◆ **Extract provided**:
/---

There are a large number of studies available in literatures on different biodiesels, and their engine performance and emission characteristics, but a very few researchers have analysed the engine performance or emission characteristics in terms of multivariate analysis. This study focuses on the multivariate analysis of PSO biodiesel blends and their interactive effect on engine performance.

3. Results and discussion

3.1. Characterisation of PSO Biodiesel-Diesel Blends

While the engine performance experiments in this study investigated B5, B10, and B20 biodiesel blends, the characteristics of a much broader series of PSO biodiesel-diesel blends has been investigated. A total of 10 PSO biodiesel-diesel blends (from B5-B90) were prepared, and their individual fuel properties of density, viscosity, flash point, calorific value, and oxidation stability have been analysed and are presented in Figure 4a–e.

\---

(Excerpts from point annotation data)
/---

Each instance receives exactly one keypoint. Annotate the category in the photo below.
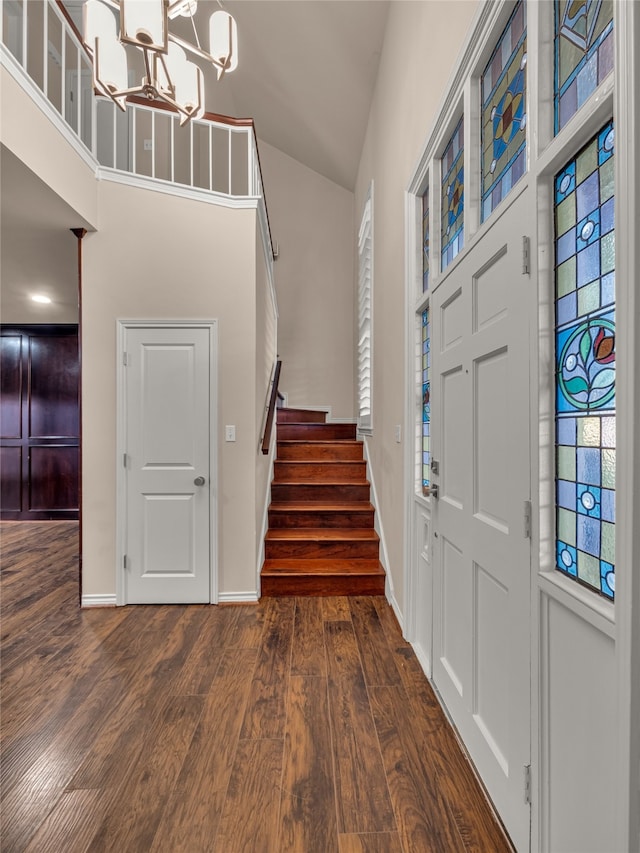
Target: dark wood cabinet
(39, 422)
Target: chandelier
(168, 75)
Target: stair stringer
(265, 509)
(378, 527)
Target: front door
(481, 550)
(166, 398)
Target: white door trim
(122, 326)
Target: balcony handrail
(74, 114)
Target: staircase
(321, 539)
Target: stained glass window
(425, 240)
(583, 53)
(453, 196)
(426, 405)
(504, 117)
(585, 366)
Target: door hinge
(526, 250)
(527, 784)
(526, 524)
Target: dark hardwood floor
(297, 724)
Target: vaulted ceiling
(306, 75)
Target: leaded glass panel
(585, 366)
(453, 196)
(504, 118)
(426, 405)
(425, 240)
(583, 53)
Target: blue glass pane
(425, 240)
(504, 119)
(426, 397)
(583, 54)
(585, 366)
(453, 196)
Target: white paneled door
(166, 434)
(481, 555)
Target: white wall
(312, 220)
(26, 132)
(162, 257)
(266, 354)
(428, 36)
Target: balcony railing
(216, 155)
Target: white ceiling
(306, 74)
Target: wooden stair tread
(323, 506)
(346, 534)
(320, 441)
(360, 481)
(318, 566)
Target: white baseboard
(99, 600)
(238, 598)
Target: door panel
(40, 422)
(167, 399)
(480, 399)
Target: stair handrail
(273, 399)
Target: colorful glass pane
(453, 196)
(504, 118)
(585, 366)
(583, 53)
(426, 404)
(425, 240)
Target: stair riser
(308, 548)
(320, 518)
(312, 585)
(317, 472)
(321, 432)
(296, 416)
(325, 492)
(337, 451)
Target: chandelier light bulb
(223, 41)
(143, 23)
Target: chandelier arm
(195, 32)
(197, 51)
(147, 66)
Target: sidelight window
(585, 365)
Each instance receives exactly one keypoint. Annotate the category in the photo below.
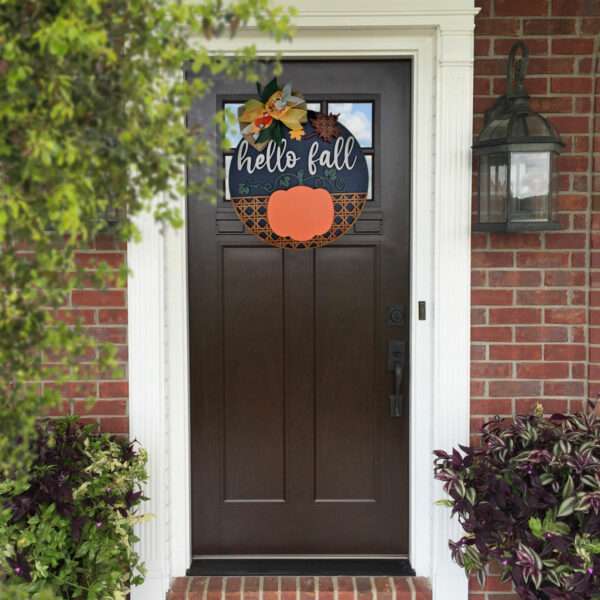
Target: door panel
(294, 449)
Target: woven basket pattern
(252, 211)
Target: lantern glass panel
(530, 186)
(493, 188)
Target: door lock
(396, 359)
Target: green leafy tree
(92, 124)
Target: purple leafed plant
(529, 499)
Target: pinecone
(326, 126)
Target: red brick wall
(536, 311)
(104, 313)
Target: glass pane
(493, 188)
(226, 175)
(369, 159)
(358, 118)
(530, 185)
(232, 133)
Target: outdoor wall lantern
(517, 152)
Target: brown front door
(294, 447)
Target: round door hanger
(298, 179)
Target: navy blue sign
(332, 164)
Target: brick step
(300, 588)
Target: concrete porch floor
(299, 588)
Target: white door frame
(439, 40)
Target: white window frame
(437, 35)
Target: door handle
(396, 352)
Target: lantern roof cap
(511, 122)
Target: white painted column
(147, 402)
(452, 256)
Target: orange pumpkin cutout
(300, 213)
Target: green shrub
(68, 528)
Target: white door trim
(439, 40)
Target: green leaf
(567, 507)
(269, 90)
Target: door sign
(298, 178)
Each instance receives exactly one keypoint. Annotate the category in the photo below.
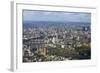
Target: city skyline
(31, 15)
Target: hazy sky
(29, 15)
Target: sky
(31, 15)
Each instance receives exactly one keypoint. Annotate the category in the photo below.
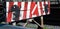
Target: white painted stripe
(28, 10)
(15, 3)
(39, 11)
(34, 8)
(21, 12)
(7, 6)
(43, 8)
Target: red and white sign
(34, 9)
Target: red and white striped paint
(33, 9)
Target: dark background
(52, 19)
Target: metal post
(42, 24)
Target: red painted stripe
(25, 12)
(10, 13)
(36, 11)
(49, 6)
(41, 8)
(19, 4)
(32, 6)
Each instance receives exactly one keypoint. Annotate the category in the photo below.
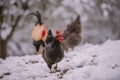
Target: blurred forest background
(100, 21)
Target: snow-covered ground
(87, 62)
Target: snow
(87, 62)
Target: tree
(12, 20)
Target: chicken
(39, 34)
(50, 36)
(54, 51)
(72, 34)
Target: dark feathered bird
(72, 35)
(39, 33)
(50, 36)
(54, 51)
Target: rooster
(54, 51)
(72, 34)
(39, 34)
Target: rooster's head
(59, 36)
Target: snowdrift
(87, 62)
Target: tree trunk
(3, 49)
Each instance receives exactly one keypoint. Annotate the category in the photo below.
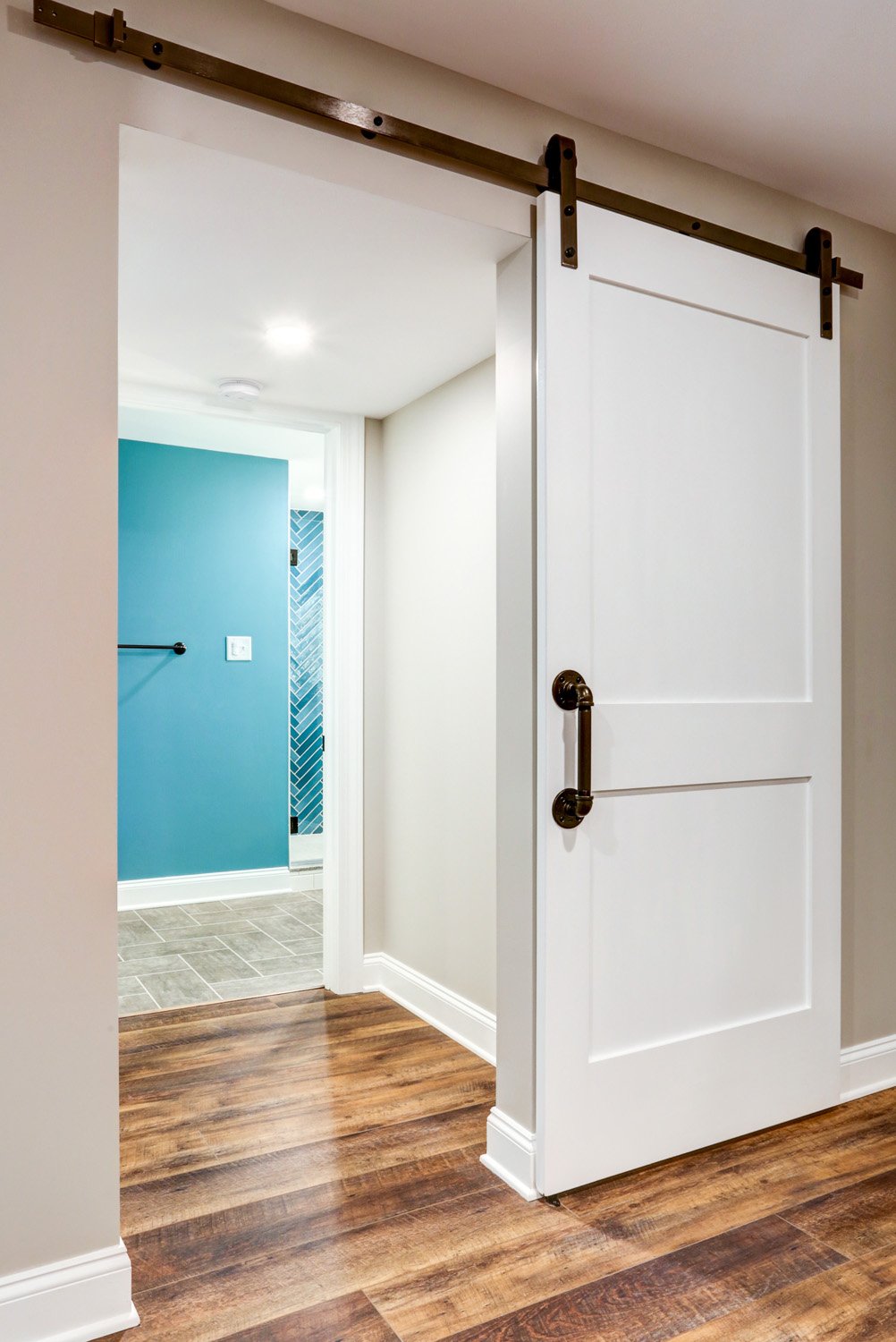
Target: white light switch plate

\---
/---

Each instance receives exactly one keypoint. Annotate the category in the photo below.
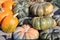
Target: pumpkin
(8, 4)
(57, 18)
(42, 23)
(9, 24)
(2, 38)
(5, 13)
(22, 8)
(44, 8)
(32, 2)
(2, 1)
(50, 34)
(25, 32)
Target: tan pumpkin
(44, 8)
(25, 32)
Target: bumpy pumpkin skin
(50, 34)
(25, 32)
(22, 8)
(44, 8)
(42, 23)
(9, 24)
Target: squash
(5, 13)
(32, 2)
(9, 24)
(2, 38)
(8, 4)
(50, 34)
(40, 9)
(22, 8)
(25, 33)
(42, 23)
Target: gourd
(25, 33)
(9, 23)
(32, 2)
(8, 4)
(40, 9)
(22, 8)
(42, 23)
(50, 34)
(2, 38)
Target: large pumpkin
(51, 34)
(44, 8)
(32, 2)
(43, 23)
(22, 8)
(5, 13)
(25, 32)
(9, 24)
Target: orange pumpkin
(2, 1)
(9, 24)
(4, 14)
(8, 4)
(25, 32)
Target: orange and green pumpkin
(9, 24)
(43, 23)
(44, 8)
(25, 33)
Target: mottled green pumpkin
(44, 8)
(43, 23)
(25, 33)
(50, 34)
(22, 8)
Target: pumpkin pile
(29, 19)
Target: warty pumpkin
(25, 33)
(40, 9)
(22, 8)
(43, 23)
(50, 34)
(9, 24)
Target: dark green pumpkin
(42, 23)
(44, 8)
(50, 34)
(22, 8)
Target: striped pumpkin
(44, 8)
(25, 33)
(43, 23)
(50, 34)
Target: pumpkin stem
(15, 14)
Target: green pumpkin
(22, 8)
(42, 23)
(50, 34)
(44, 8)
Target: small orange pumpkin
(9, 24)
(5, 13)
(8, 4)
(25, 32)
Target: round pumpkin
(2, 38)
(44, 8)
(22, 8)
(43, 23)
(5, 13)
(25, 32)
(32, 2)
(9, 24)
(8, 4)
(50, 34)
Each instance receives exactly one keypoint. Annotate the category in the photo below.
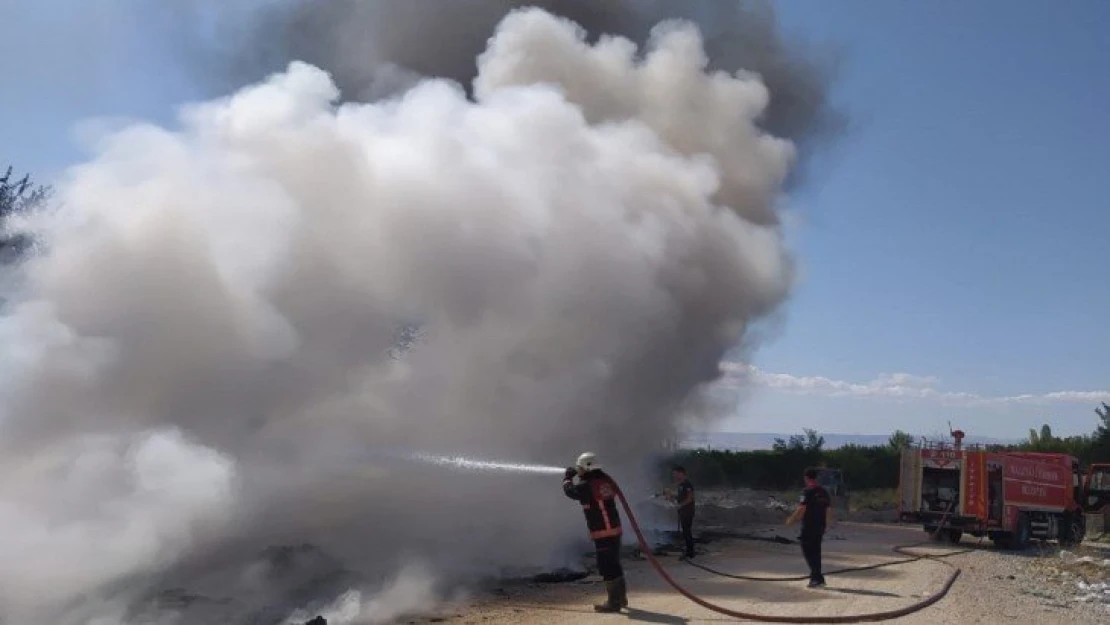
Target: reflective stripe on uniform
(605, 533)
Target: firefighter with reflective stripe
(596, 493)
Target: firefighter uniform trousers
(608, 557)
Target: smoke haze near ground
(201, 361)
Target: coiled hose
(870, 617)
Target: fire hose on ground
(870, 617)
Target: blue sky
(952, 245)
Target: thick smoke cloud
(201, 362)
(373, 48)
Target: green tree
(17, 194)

\---
/---

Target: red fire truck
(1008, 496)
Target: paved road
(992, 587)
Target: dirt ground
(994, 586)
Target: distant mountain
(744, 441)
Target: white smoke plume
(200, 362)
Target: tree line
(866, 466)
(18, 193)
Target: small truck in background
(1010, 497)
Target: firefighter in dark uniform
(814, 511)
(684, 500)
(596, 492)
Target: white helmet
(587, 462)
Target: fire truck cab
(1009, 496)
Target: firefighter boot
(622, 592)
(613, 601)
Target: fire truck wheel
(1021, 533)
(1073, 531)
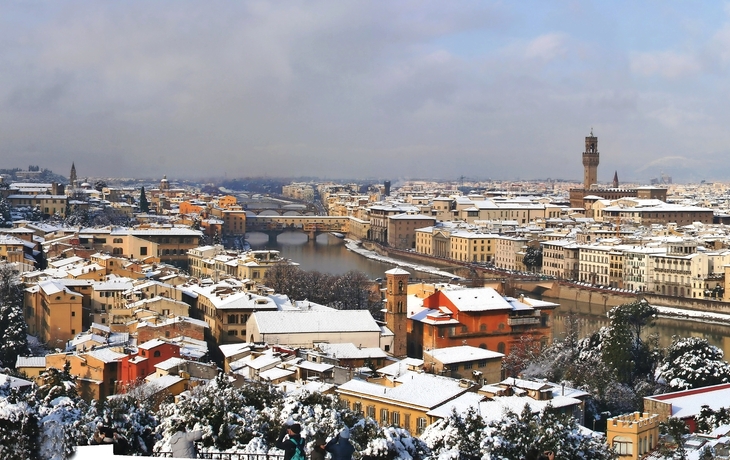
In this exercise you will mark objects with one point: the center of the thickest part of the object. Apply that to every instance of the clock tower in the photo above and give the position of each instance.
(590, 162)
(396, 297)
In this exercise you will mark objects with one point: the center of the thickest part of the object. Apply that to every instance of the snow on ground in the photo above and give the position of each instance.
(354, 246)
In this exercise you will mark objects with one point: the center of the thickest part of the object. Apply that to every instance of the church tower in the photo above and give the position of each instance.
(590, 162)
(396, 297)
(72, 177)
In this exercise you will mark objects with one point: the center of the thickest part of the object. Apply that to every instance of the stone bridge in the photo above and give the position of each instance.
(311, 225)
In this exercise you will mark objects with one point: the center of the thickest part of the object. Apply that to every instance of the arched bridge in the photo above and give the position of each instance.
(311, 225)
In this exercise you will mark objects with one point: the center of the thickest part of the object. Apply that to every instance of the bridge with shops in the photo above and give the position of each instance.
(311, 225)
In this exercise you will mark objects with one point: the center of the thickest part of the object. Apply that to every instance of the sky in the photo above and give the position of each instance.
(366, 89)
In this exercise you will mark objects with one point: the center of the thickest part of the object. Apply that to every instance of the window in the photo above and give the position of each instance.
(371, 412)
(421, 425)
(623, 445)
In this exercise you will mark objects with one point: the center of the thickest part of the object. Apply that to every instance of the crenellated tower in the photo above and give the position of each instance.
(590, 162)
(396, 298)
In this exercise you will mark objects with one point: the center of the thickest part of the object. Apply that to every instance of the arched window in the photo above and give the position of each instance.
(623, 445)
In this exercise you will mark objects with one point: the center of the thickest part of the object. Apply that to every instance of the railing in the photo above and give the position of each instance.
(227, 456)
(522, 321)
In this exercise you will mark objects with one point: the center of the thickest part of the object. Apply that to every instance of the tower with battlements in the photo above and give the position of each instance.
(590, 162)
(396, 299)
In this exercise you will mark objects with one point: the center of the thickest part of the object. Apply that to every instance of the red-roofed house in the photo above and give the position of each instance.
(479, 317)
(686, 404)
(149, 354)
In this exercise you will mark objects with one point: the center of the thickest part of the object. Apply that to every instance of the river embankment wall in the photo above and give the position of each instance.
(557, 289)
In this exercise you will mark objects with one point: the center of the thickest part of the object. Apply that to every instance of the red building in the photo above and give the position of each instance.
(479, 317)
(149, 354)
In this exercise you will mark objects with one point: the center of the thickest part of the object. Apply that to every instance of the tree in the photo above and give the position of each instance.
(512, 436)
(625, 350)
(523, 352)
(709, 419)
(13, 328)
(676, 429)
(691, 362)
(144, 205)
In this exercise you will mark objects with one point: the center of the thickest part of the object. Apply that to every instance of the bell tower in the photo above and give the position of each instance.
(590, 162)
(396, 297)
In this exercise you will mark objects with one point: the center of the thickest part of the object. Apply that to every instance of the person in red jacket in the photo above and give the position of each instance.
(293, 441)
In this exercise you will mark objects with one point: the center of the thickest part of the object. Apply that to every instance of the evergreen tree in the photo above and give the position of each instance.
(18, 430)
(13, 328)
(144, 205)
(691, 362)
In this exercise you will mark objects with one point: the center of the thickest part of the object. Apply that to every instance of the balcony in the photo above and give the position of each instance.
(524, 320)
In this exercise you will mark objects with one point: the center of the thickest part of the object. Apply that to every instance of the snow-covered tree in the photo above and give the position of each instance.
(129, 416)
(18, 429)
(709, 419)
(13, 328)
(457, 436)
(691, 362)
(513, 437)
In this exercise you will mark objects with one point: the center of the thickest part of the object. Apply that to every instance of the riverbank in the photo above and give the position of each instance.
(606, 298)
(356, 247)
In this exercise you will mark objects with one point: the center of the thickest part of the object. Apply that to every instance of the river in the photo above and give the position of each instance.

\---

◆ **To be done**:
1/ Which biodiesel blends were used in the engine performance experiments, according to the extract on PSO biodiesel blends?
2/ Output everything in the extract on PSO biodiesel blends from "3. Results and" down to "in Figure 4a–e.".

◆ **The replies**:
1/ B5, B10, and B20.

2/
3. Results and discussion

3.1. Characterisation of PSO Biodiesel-Diesel Blends

While the engine performance experiments in this study investigated B5, B10, and B20 biodiesel blends, the characteristics of a much broader series of PSO biodiesel-diesel blends has been investigated. A total of 10 PSO biodiesel-diesel blends (from B5-B90) were prepared, and their individual fuel properties of density, viscosity, flash point, calorific value, and oxidation stability have been analysed and are presented in Figure 4a–e.